- [OBJECTIVE A] In the water heater thread, what does CamperAndy suspect is marginal in his second reply?

- [PAGE TEXT]
===

# Lp Water Heater Won't Light



## Justman (Jul 22, 2006)

All,

As my camper starts showing its age (ahem...), I've ran across my first real "I can't figure it out" issue that I've had with it.

We're on our regular Christmas round robin to see the family. In the process of running the kids through the shower, I figured I would decrease the cycle time for getting more hot water and turned on both electric and LP on the water heater. The electric works fine. I heard the LP try to kick over 3 times, and then nothing. I've read posts in the past that discuss cleaning out the gas tube due to critters liking it for a home, so I grabbed a pair of pliers, a flashlight (it's dark out there!) and some wire and proceeded to clean it out. After taking it apart, I found....nothing (of course). The tube didn't have a thing in it. It wasn't squeaky clean, but it certainly wasn't blocked or impeeded in any way.

We used it this past Summer and it worked fine. Can't figure out what's wrong with it now though. So, I turn to my knowledgable friends. Any ideas?

Just so you know, I've got a full tank of LP and I've been running the furnace today. No issues with the LP supply.


----------



## CamperAndy (Aug 26, 2004)

Try pulling the connectors off the control board, clean the contacts and then put it all back together and give it another shot.


----------



## Justman (Jul 22, 2006)

Ok. I pulled all the connections off a few times and reconnected them. All show good metal on metal contact. The water heater starts, but it sounds like the valve is rapidly cycling on and off, like a rapid stutter or popcorn popper. I let it go for a few seconds and it stopped cycling and started burning evenly. I turned it off and then on again and got the same result, a few seconds of rapid stuttering and then an even burn. I know it wasn't doing that before...


----------



## CamperAndy (Aug 26, 2004)

I suspect the connection for the thermocouple is marginal. Try disconnecting the thermocouple from the gas valve and reconnecting it to see if that helps.


----------



## RDS (Jul 20, 2011)

CamperAndy said:


> I suspect the connection for the thermocouple is marginal. Try disconnecting the thermocouple from the gas valve and reconnecting it to see if that helps.


Had same problem with mine. The cleaning worked for about a season and and half, then it started to quite during trips. I bit the bullet and ordered a new board and harness, I put a little dielectric grease on the new parts (to keep this from happening again) and its working like a champ..


----------



## Justman (Jul 22, 2006)

RDS said:


> I suspect the connection for the thermocouple is marginal. Try disconnecting the thermocouple from the gas valve and reconnecting it to see if that helps.

===

- [RECORDED INFORMATION]
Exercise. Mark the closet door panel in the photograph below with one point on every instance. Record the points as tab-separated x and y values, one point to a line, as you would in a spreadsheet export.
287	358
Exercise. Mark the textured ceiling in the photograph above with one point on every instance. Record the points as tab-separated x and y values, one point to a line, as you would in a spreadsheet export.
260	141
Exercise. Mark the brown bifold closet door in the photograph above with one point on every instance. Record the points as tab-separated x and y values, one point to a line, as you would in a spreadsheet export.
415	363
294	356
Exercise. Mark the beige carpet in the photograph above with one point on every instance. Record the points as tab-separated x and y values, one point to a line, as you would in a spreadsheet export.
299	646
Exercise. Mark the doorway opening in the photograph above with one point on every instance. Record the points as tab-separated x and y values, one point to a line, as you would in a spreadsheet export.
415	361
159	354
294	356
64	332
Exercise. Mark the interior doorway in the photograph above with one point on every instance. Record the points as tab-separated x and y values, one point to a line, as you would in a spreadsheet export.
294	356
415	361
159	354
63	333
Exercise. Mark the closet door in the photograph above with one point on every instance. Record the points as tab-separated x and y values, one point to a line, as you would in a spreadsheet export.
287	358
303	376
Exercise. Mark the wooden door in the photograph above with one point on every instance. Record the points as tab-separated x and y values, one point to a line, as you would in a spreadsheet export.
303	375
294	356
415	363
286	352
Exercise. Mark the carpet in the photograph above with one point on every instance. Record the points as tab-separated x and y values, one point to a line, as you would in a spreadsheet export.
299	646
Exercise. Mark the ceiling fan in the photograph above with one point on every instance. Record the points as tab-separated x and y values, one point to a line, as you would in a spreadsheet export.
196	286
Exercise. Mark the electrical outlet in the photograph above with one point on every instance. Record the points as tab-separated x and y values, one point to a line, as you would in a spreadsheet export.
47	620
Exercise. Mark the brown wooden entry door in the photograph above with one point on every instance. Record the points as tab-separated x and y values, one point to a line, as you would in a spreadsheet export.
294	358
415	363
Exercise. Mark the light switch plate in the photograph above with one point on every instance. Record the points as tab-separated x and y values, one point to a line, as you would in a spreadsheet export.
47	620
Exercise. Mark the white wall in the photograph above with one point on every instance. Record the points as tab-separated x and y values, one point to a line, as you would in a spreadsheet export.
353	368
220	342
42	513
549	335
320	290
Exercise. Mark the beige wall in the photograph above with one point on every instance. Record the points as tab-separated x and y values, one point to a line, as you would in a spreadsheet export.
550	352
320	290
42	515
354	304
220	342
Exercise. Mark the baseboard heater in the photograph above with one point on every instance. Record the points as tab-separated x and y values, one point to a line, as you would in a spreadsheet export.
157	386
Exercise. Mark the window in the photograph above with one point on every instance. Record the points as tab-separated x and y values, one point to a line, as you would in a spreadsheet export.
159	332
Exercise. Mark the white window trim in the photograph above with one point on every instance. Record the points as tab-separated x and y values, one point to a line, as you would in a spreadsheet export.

===

- [OBJECTIVE B] Render the entries as a numbered list, from the line that contains "Exercise. Mark the light" through the end of the entries, leaving out blank lines.

- [CORRECT OUTPUT A] The connection for the thermocouple.

- [CORRECT OUTPUT B]
1. Exercise. Mark the light switch plate in the photograph above with one point on every instance. Record the points as tab-separated x and y values, one point to a line, as you would in a spreadsheet export.
2. 47	620
3. Exercise. Mark the white wall in the photograph above with one point on every instance. Record the points as tab-separated x and y values, one point to a line, as you would in a spreadsheet export.
4. 353	368
5. 220	342
6. 42	513
7. 549	335
8. 320	290
9. Exercise. Mark the beige wall in the photograph above with one point on every instance. Record the points as tab-separated x and y values, one point to a line, as you would in a spreadsheet export.
10. 550	352
11. 320	290
12. 42	515
13. 354	304
14. 220	342
15. Exercise. Mark the baseboard heater in the photograph above with one point on every instance. Record the points as tab-separated x and y values, one point to a line, as you would in a spreadsheet export.
16. 157	386
17. Exercise. Mark the window in the photograph above with one point on every instance. Record the points as tab-separated x and y values, one point to a line, as you would in a spreadsheet export.
18. 159	332
19. Exercise. Mark the white window trim in the photograph above with one point on every instance. Record the points as tab-separated x and y values, one point to a line, as you would in a spreadsheet export.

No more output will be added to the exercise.